Your task: Render the listing below as a Markdown table with the columns Row and Listing line, giving each line a row number, starting at the first line of the listing and ending at the line that contains "[[135, 150]]", both included. Leave out any blank lines.

begin Supplied data

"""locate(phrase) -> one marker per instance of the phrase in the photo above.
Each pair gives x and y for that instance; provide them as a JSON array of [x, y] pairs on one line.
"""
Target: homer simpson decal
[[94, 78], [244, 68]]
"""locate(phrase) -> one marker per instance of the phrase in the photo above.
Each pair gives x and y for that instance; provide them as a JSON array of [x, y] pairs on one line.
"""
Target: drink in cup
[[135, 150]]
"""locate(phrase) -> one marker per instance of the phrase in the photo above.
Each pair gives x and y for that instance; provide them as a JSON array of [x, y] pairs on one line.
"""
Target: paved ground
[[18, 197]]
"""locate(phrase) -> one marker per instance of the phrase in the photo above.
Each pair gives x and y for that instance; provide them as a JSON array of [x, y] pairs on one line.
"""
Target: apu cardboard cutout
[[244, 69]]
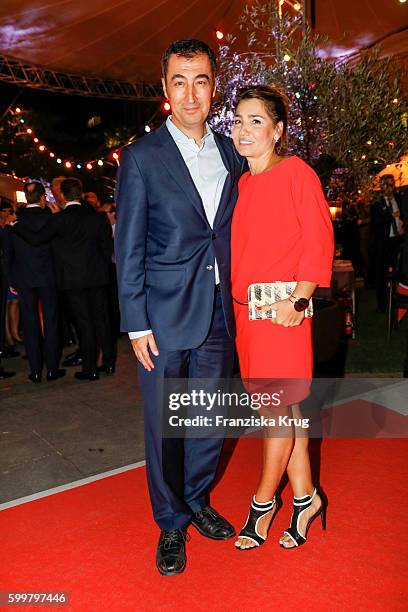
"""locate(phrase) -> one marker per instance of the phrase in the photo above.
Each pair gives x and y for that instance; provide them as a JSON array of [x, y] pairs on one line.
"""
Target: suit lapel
[[227, 157], [171, 157]]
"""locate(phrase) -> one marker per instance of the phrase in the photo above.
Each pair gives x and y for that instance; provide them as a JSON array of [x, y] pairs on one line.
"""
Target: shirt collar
[[179, 136]]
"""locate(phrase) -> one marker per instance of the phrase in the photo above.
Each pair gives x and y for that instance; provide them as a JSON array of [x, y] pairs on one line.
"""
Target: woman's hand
[[286, 315]]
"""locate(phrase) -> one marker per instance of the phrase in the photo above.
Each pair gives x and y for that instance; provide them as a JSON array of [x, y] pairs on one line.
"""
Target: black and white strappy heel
[[300, 505], [250, 529]]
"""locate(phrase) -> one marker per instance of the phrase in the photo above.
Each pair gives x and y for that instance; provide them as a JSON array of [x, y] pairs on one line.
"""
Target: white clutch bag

end Supplied data

Answer for the task:
| Row | Listing line |
|---|---|
| 1 | """locate(phrase) -> one marker per instance of the phrase in the photo above. |
| 2 | Each pair gives x and y for that instance; provide them as a JSON array of [x, y] pairs on one line. |
| 3 | """ |
| 4 | Target: homer simpson decal |
| 5 | [[94, 78], [244, 68]] |
| 6 | """locate(phrase) -> one marker per instance of the phrase in the photo above. |
| 7 | Each pair gives x and y for that instance; provide them as a JSON array of [x, y] pairs on one line. |
| 8 | """ |
| 9 | Target: drink in cup |
| 10 | [[135, 150]] |